== Supplied material
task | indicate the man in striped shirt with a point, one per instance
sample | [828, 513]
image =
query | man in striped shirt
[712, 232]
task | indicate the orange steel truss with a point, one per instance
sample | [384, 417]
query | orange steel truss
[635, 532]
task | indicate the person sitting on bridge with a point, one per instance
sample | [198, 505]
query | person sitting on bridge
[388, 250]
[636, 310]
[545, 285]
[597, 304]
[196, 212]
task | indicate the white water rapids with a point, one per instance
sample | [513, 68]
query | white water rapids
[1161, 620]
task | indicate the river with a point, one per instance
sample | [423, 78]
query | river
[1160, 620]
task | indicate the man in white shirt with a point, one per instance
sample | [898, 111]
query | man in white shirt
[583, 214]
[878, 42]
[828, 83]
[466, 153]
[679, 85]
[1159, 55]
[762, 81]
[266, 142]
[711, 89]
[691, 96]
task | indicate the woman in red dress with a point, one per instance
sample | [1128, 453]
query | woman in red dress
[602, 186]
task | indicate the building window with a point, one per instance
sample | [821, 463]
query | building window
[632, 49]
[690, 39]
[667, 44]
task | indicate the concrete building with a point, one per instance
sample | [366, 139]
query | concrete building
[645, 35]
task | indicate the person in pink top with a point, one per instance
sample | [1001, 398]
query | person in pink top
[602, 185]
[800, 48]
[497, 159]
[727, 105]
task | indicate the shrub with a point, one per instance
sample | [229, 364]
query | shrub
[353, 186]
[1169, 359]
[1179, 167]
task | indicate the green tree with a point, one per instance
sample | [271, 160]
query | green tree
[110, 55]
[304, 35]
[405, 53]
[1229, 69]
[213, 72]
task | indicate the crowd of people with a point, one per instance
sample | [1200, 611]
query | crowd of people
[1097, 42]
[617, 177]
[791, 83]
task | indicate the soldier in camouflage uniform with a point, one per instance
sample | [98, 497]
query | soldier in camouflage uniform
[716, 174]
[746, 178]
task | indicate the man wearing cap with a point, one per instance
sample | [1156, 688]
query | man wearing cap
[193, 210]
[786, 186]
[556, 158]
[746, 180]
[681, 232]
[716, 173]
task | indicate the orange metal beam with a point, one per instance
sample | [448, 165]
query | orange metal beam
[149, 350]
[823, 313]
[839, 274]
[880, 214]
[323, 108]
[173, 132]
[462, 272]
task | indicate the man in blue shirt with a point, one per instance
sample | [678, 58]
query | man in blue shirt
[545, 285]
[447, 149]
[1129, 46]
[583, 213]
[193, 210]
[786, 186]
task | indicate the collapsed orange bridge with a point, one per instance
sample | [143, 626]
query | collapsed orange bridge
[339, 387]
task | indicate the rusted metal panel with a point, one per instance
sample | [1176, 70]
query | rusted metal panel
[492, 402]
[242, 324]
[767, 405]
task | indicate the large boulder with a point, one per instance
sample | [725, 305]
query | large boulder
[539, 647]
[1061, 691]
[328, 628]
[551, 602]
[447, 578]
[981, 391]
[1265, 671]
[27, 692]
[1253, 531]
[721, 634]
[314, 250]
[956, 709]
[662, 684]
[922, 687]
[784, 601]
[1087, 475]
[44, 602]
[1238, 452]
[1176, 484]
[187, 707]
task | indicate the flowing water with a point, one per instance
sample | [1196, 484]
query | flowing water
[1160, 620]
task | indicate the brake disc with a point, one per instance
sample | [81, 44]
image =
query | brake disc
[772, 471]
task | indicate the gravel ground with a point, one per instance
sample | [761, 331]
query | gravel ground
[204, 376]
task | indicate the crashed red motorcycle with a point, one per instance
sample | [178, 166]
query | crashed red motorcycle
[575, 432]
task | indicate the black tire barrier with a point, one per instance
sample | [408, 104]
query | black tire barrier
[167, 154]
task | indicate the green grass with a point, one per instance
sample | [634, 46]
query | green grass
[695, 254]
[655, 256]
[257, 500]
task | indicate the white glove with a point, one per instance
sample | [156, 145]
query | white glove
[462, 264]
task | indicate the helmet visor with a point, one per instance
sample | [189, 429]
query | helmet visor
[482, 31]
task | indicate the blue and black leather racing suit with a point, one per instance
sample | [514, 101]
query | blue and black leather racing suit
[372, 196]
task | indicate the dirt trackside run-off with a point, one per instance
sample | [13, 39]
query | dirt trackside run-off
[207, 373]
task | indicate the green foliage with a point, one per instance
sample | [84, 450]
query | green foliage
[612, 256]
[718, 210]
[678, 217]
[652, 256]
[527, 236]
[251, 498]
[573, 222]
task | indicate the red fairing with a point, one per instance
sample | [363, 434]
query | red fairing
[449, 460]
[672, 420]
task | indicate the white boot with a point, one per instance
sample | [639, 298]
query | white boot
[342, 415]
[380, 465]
====
◆ **Activity**
Since only part of the listing is wanted, copy exactly the lines from the one holding "task | indicate the shrub" to the one holding "sample | [1156, 688]", both included.

◆ **Solution to this task**
task | indicate the shrub with a point, one per instance
sample | [229, 364]
query | shrub
[353, 186]
[1169, 359]
[1179, 167]
task | indicate the green tree with a point, one per instance
sample | [271, 160]
query | green tree
[110, 55]
[304, 35]
[405, 53]
[1229, 69]
[213, 72]
task | indicate the crowd of people with a point, one per instance
sample | [1200, 611]
query | crowd of people
[1097, 42]
[617, 177]
[791, 83]
task | indicate the soldier in camouflage uniform with a point, one per instance
sample | [98, 497]
query | soldier in camouflage uniform
[716, 174]
[746, 178]
task | indicate the man wearing cap with a point, one per instance
sample | [1156, 688]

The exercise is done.